→ Exercise requirements
Rewrite the rows below with "wooden plank" swapped for "timber board" and everything else unchanged, omitting the pictures.

+++ Provided information +++

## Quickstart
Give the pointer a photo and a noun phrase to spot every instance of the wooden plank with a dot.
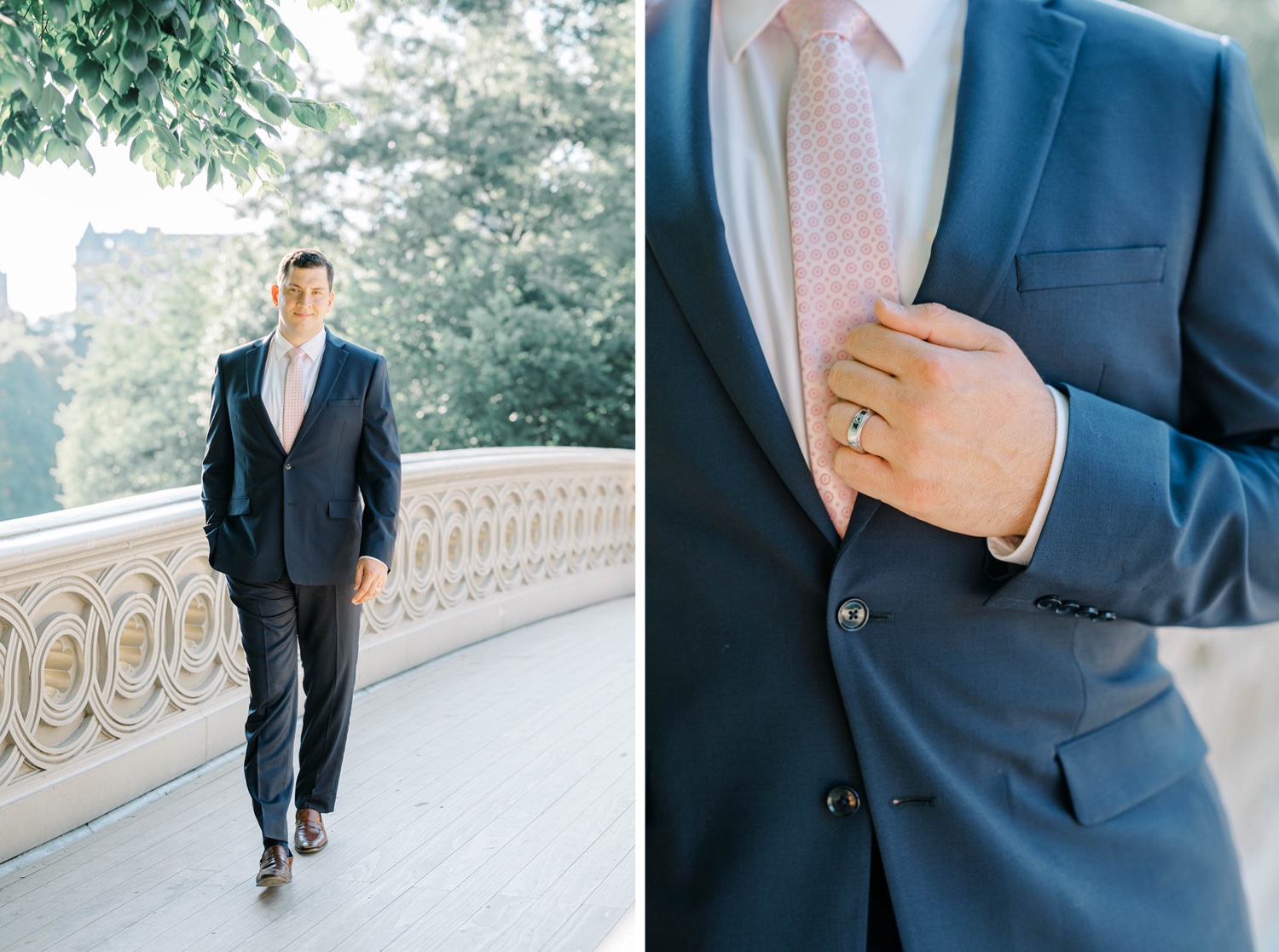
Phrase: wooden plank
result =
(504, 764)
(583, 932)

+++

→ Solution to the exercise
## Quickstart
Give the pointer a photo and a noun phrase to spot every instance of the timber board with a dot.
Phrase: timber board
result =
(504, 764)
(583, 932)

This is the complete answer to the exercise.